### THE RECORDS ###
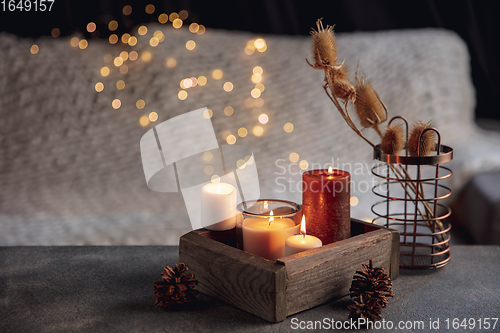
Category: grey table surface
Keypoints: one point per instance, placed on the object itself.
(109, 289)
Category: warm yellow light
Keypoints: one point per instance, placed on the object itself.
###
*WORK REQUEST*:
Every line above with the string "Category" in it needs to be copied.

*YOUR RESPONSE*:
Category: grey table surface
Category: warm yellow light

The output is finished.